- _TEXT TO READ_:
Getting His YA/YAs Out
Written by Michael CrumbDecember 2, 2009 – 1:04 pm
Art lovers heading to New York will have a chance to see work by Chattanooga artist Rondell Crier at the Guggenheim Museum. Crier has contributed pieces to the installation that will become the visual staging for the museum’s production of Peter and the Wolf by Sergei Prokofiev. Tickets are currently on sale.
Rondell Crier arrived in Chattanooga four years ago, after his place in Metairie, Lousiana, was destroyed by Hurricane Katrina. Crier remains the executive director of New Orleans-based art collective YA|YA (Young Aspirations|Young Artists). YA|YA was commissioned by the Guggenheim to produce ten pieces, including all the Peter and the Wolf characters.
For this installation, Crier and fellow New Orleans artist Runtherion Ratiff are the YA|YA project leaders and art directors. This production will feature the Julliard Ensemble conducted by George Manahan from the New York City Opera. Isaac Mizrahi will narrate, and Jennifer Tipton will animate the performance through lighting design.

- _PROVIDED RECORDS_:
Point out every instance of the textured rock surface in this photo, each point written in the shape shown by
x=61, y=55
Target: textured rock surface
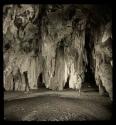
x=47, y=42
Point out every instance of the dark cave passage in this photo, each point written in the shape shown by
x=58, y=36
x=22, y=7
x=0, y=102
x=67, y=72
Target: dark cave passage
x=89, y=45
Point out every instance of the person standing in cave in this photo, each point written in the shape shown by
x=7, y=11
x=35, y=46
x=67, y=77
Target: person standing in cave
x=27, y=87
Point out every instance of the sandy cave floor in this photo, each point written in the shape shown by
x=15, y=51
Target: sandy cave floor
x=48, y=105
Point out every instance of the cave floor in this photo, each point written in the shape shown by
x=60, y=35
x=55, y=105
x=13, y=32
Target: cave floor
x=48, y=105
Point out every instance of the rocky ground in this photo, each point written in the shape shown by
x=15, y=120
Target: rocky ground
x=47, y=105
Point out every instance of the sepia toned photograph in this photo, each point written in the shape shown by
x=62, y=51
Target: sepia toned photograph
x=57, y=62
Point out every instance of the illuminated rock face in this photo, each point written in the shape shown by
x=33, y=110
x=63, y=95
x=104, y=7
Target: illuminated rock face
x=46, y=44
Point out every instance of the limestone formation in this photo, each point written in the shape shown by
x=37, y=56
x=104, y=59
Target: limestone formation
x=46, y=44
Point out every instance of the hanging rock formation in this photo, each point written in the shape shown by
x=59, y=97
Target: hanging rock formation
x=49, y=41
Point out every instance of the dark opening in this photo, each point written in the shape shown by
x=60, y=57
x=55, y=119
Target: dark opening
x=67, y=83
x=89, y=75
x=40, y=83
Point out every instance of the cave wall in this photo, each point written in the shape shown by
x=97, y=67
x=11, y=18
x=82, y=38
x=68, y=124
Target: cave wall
x=50, y=40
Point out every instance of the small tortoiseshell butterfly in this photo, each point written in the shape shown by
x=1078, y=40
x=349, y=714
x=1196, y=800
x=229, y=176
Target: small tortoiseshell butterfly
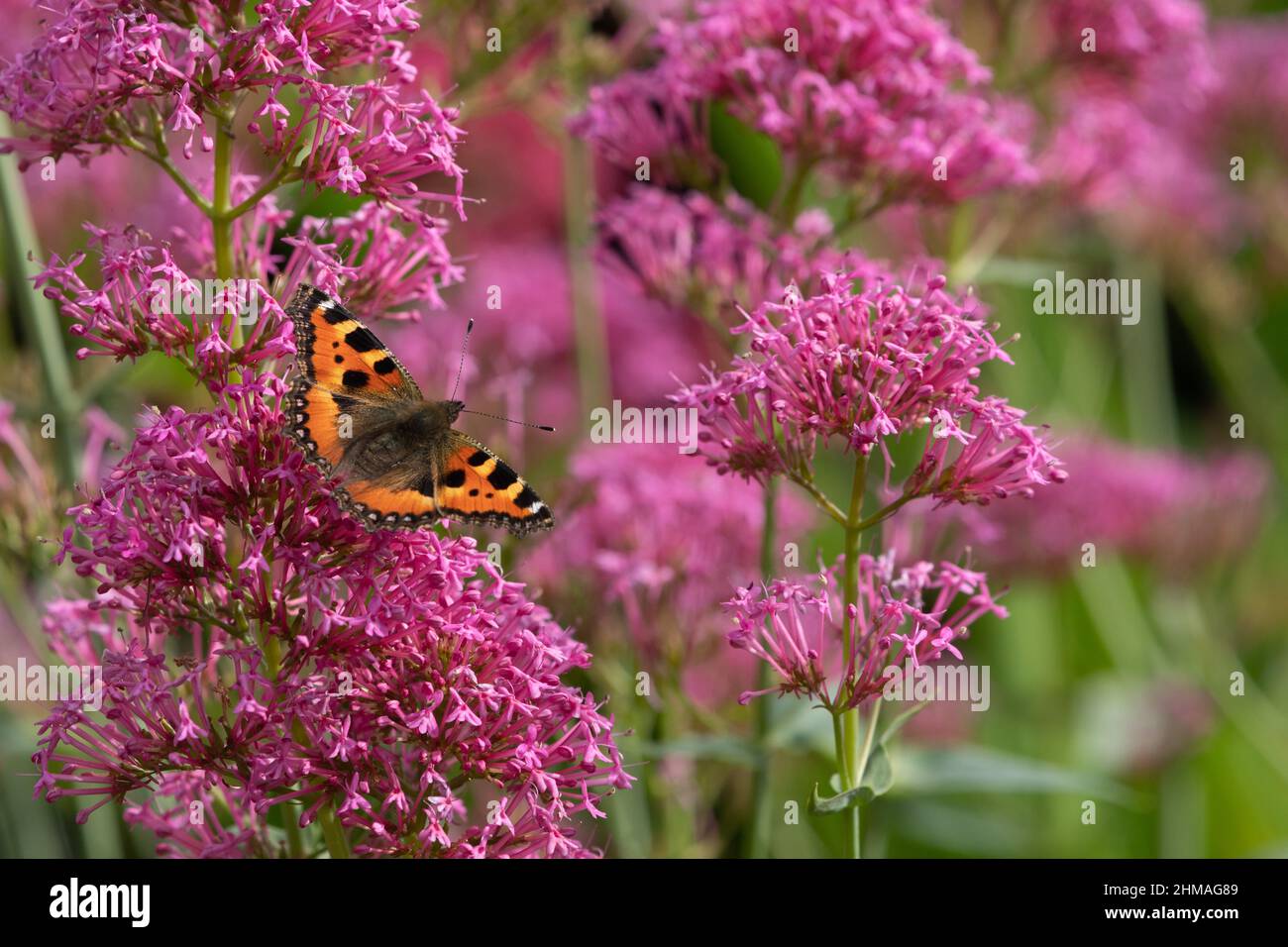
x=402, y=464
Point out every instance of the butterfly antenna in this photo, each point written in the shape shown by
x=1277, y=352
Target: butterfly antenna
x=460, y=368
x=510, y=420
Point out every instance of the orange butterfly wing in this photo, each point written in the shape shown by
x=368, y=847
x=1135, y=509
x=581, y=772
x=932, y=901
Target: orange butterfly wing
x=343, y=365
x=476, y=486
x=335, y=351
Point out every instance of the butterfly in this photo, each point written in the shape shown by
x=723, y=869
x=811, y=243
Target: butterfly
x=360, y=416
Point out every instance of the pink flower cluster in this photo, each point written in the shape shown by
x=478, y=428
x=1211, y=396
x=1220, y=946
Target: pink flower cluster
x=394, y=685
x=660, y=539
x=124, y=75
x=912, y=615
x=684, y=248
x=868, y=364
x=876, y=91
x=1176, y=512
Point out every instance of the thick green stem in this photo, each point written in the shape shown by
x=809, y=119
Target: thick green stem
x=334, y=834
x=761, y=808
x=849, y=764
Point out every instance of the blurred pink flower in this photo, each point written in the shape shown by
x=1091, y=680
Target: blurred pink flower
x=653, y=538
x=1176, y=512
x=874, y=91
x=520, y=298
x=682, y=248
x=1131, y=39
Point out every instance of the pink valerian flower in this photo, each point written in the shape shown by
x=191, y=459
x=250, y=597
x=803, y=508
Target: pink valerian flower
x=391, y=722
x=914, y=616
x=683, y=248
x=213, y=526
x=1162, y=158
x=522, y=359
x=636, y=116
x=867, y=364
x=662, y=578
x=874, y=91
x=132, y=312
x=1173, y=512
x=1121, y=146
x=369, y=140
x=391, y=682
x=1131, y=40
x=108, y=75
x=381, y=261
x=1119, y=158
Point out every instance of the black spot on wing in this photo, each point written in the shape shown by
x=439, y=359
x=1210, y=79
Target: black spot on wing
x=502, y=475
x=361, y=341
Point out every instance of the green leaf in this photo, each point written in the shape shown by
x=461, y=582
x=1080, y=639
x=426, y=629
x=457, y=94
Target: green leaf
x=752, y=158
x=877, y=780
x=879, y=775
x=979, y=770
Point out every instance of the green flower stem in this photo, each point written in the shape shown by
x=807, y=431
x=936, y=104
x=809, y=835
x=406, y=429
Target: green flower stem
x=38, y=315
x=846, y=727
x=761, y=809
x=335, y=841
x=579, y=182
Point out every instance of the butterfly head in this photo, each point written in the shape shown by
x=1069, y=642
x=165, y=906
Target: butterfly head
x=443, y=412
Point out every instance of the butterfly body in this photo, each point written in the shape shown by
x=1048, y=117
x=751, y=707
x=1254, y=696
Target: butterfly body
x=360, y=416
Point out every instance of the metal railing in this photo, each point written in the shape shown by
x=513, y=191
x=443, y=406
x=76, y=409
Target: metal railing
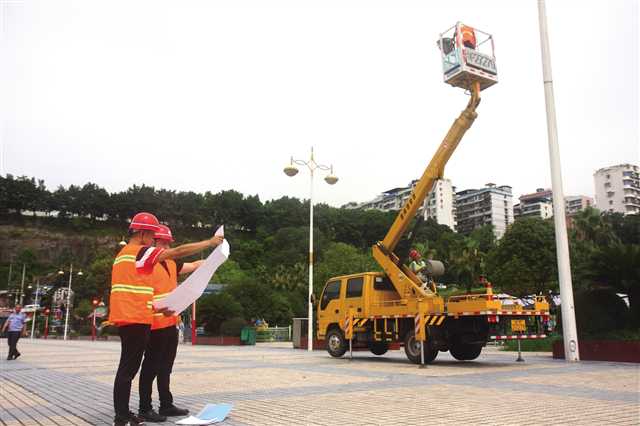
x=273, y=334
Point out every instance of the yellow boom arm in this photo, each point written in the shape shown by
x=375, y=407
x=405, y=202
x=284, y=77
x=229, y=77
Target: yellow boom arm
x=401, y=276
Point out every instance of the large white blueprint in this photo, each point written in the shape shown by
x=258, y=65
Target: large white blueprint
x=193, y=287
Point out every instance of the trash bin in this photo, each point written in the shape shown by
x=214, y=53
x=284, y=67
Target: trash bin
x=299, y=331
x=248, y=336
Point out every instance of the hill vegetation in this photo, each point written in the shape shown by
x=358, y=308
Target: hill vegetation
x=267, y=276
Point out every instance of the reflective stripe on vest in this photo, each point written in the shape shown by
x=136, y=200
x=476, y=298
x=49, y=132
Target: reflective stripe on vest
x=164, y=282
x=131, y=293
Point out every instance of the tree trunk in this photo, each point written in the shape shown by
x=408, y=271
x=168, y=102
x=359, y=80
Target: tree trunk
x=634, y=302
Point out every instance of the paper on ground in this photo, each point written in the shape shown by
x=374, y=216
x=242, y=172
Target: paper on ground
x=211, y=413
x=193, y=287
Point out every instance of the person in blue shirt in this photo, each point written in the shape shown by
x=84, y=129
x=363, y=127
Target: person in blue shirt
x=15, y=325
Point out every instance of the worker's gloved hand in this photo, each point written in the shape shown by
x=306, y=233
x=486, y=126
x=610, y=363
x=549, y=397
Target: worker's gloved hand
x=216, y=240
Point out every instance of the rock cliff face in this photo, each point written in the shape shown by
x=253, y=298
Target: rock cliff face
x=50, y=246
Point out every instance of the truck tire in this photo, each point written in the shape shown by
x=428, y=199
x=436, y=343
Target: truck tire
x=465, y=352
x=412, y=349
x=336, y=343
x=378, y=348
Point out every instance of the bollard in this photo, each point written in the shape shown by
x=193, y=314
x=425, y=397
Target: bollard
x=520, y=359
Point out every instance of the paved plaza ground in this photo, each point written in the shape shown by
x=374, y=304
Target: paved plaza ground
x=70, y=383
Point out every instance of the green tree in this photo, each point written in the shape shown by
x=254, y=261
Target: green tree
x=214, y=309
x=618, y=266
x=524, y=262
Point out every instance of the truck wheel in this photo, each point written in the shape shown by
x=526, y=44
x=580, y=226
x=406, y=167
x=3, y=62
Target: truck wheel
x=336, y=343
x=412, y=349
x=379, y=348
x=467, y=352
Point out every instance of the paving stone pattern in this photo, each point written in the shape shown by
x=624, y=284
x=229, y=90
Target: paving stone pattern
x=70, y=383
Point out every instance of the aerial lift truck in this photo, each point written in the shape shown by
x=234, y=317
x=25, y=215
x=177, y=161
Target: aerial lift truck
x=379, y=310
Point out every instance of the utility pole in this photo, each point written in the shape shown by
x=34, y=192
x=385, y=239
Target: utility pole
x=24, y=269
x=9, y=282
x=569, y=331
x=35, y=312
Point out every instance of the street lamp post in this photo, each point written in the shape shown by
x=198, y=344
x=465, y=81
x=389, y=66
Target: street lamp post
x=66, y=318
x=35, y=312
x=569, y=329
x=94, y=302
x=24, y=269
x=291, y=170
x=46, y=322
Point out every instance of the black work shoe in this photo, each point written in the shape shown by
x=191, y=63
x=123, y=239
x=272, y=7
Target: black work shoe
x=137, y=420
x=150, y=416
x=173, y=411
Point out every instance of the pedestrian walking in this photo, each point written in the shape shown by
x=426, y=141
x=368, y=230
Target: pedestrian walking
x=15, y=325
x=163, y=340
x=131, y=303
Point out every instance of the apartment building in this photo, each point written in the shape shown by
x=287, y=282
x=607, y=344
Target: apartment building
x=491, y=205
x=574, y=203
x=537, y=204
x=439, y=204
x=618, y=189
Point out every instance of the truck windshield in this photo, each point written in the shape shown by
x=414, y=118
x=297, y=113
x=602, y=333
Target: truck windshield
x=331, y=291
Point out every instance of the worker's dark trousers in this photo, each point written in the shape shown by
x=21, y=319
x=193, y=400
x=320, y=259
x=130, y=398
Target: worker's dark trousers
x=158, y=363
x=133, y=340
x=12, y=341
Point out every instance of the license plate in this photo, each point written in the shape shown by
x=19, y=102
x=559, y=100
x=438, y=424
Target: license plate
x=518, y=325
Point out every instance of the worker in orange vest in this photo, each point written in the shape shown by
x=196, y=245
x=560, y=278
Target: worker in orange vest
x=468, y=36
x=163, y=341
x=131, y=303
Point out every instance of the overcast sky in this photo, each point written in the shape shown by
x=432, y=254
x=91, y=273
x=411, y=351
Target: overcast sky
x=208, y=96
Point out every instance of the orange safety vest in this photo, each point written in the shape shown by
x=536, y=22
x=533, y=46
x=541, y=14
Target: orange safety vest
x=131, y=293
x=164, y=283
x=468, y=36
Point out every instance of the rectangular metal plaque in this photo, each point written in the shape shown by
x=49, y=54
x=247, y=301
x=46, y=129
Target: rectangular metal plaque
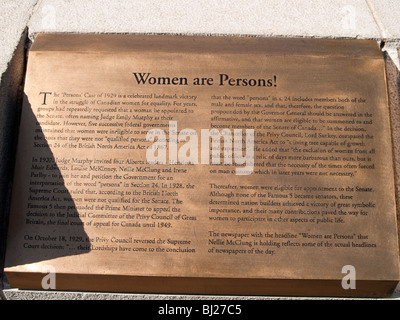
x=214, y=165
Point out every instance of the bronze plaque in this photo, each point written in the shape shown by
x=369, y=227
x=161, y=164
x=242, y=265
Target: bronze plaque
x=214, y=165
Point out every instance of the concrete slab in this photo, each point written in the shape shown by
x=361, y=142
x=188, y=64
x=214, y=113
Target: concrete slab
x=367, y=19
x=13, y=20
x=318, y=18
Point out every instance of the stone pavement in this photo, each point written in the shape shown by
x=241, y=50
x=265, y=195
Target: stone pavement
x=21, y=20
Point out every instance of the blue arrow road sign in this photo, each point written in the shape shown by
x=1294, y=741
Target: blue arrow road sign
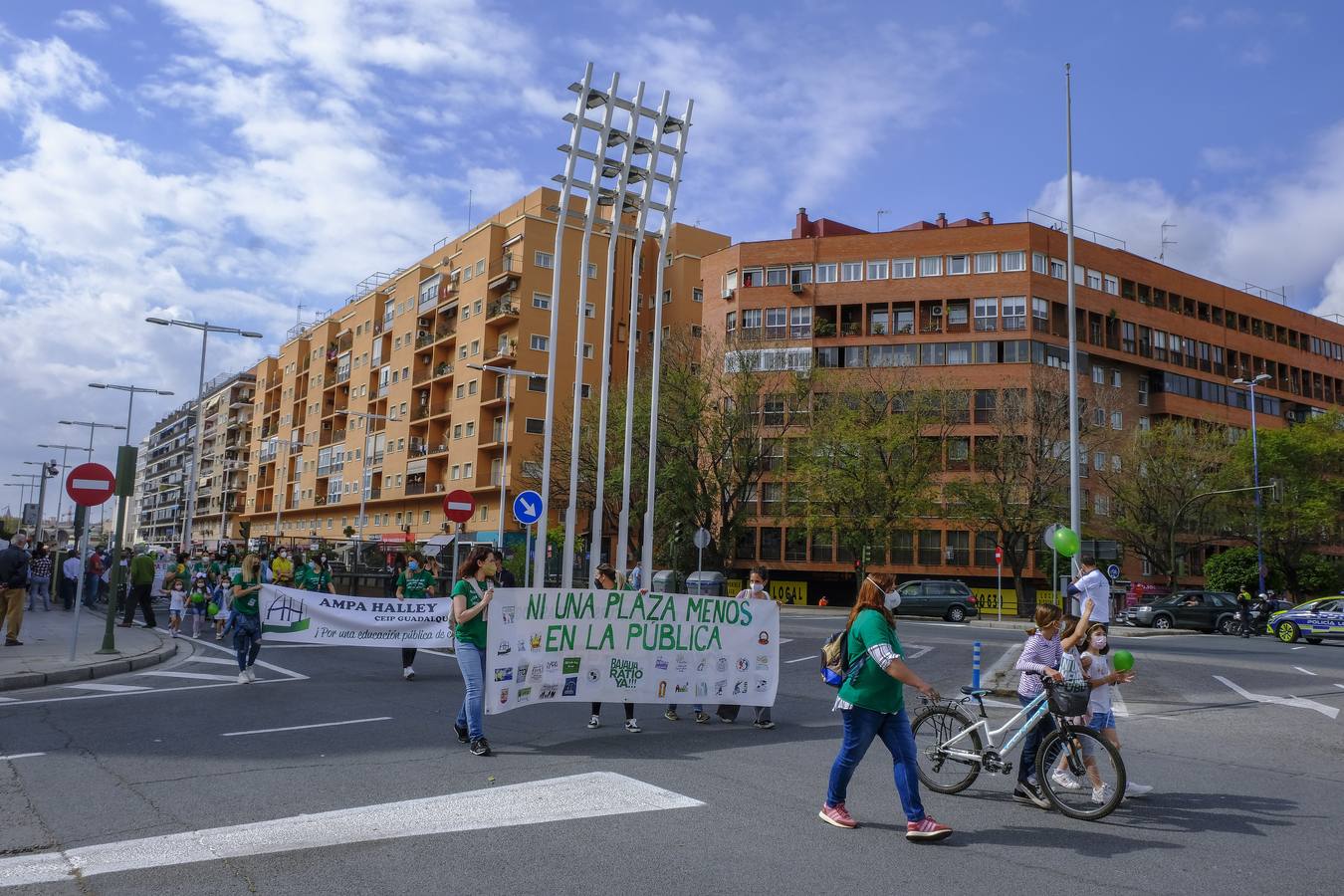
x=527, y=507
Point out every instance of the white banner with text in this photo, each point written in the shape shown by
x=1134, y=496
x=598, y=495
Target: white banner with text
x=624, y=646
x=318, y=617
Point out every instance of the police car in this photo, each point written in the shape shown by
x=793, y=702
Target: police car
x=1312, y=621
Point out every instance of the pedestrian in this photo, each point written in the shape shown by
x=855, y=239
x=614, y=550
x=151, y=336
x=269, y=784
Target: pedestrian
x=415, y=584
x=607, y=579
x=70, y=580
x=1101, y=719
x=141, y=580
x=14, y=587
x=871, y=703
x=756, y=590
x=1041, y=657
x=39, y=577
x=472, y=596
x=245, y=617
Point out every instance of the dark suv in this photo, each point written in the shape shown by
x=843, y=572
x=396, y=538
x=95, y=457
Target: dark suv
x=951, y=600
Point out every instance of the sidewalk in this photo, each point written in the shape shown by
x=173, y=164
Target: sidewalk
x=45, y=656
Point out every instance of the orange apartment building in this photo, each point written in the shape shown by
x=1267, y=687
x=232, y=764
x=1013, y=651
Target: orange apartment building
x=979, y=303
x=399, y=350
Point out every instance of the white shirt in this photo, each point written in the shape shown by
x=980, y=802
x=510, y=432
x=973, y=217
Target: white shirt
x=1097, y=585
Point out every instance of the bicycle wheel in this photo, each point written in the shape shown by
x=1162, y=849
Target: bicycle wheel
x=934, y=727
x=1081, y=773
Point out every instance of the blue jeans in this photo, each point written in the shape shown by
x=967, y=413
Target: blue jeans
x=1031, y=745
x=471, y=660
x=860, y=727
x=246, y=639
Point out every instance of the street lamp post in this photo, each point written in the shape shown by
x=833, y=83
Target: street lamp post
x=1259, y=539
x=206, y=330
x=504, y=371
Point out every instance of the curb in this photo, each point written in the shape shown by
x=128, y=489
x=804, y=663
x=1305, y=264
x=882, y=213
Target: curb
x=97, y=669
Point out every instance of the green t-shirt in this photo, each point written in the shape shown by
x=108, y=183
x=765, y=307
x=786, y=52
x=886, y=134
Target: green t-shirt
x=871, y=687
x=312, y=580
x=415, y=584
x=473, y=630
x=248, y=603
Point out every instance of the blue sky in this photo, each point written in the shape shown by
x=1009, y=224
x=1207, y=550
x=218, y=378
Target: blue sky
x=231, y=160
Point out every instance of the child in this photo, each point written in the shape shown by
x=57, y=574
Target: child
x=196, y=603
x=176, y=603
x=1102, y=716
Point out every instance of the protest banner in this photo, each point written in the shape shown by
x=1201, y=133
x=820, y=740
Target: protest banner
x=548, y=645
x=318, y=617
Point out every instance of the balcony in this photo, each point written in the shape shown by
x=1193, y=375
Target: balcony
x=506, y=272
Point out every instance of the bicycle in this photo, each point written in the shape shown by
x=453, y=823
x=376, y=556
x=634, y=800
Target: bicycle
x=1079, y=772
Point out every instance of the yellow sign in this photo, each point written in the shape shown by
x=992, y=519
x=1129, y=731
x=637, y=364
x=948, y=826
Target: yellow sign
x=987, y=600
x=794, y=592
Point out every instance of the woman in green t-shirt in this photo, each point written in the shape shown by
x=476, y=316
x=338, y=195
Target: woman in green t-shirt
x=471, y=596
x=245, y=617
x=413, y=583
x=872, y=704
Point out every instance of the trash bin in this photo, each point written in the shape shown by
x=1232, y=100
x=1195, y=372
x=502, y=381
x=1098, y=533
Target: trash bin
x=707, y=583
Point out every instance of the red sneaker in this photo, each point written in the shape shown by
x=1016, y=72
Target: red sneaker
x=836, y=815
x=926, y=829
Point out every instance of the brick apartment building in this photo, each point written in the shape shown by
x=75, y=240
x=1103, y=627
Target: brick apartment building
x=400, y=350
x=979, y=304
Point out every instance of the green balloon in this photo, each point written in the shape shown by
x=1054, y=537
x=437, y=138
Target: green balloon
x=1066, y=542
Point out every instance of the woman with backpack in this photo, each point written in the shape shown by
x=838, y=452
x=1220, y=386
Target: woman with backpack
x=872, y=704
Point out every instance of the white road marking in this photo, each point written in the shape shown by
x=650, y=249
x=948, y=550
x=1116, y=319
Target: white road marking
x=1301, y=703
x=322, y=724
x=587, y=795
x=200, y=676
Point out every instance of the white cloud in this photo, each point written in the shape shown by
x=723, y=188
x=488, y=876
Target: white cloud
x=1279, y=231
x=81, y=20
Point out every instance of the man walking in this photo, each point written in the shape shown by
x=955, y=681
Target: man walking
x=141, y=579
x=14, y=587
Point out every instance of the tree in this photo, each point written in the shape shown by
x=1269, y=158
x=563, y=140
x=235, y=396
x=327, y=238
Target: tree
x=1162, y=503
x=1306, y=460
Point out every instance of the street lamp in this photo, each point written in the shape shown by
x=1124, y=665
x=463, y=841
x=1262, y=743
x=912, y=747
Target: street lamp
x=504, y=371
x=206, y=330
x=363, y=479
x=1259, y=539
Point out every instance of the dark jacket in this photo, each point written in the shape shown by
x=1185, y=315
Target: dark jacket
x=14, y=567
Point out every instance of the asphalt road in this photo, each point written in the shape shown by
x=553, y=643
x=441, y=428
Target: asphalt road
x=1240, y=741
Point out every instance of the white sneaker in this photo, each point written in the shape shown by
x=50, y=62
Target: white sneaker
x=1066, y=781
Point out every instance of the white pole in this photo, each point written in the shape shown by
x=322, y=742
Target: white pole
x=599, y=499
x=1074, y=448
x=647, y=559
x=576, y=416
x=622, y=538
x=549, y=421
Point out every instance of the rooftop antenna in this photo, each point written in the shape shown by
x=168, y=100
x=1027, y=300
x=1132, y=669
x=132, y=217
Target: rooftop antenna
x=1164, y=242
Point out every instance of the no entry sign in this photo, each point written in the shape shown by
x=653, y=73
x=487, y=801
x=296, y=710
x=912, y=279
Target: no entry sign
x=459, y=506
x=91, y=484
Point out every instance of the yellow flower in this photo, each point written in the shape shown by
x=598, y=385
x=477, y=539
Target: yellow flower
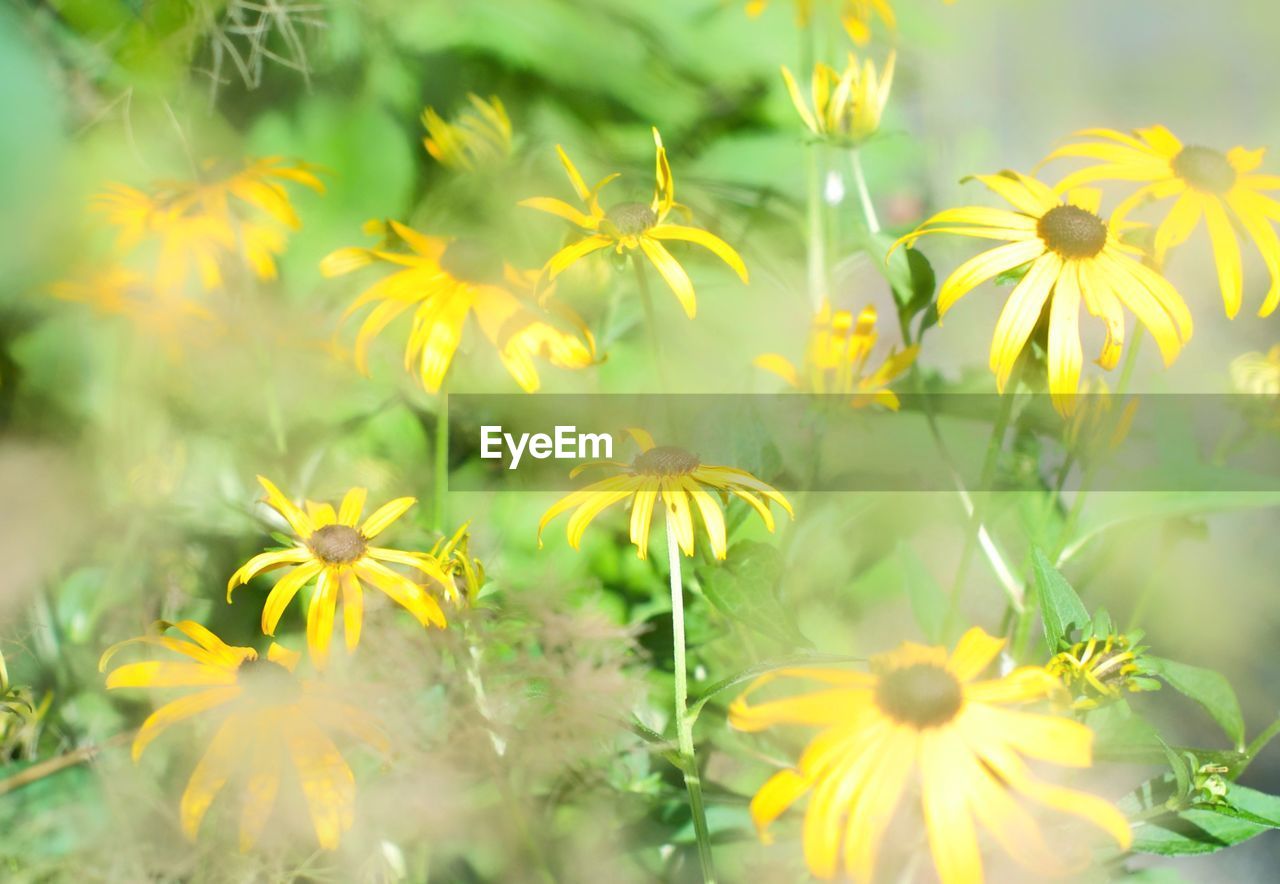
x=634, y=225
x=196, y=224
x=333, y=549
x=272, y=726
x=856, y=15
x=1257, y=374
x=836, y=360
x=845, y=106
x=478, y=136
x=1223, y=188
x=1072, y=255
x=466, y=573
x=1098, y=669
x=681, y=480
x=115, y=291
x=922, y=711
x=447, y=280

- _THE PROBLEM_: Continue the article about Rondell Crier and the Guggenheim's Peter and the Wolf production from the point where it stops.

- _EXERCISE RESPONSE_:
Crier himself created the character “Grandfather,” “an essence of grandfather featuring a long copper tie and including the clock concept.” He also created “Peter,” made from a chair with wheels. Crier expresses his genuine gratitude to local sculptor Isaac Duncan and Greg Ross of Estate of Confusion for their assistance with his fabrications. Wood remains a preferred medium for Crier, but he works with a range of media, including stone, metal, fabric, video and graphics. Other YA|YA members created the pieces that complete this commission.
Crier joined YA|YA at its inception more than 20 years ago, when he was 14. Much of YA|YA’s work has involved furniture design, and, more recently, textiles. YA|YA was commissioned by Swatch Watches, and Crier did two Swatch designs.
In 1988, New Orleans artist Jana Napoli collaborated with Rabouin High School students for a public art project that involved painting business buildings in the school’s neighborhood. From this successful collaboration YA|YA emerged. The YA|YA dynamic combines youth vision with artistic mentoring. In his role as executive director, Crier embodies this dynamic, being an alumnus of the program.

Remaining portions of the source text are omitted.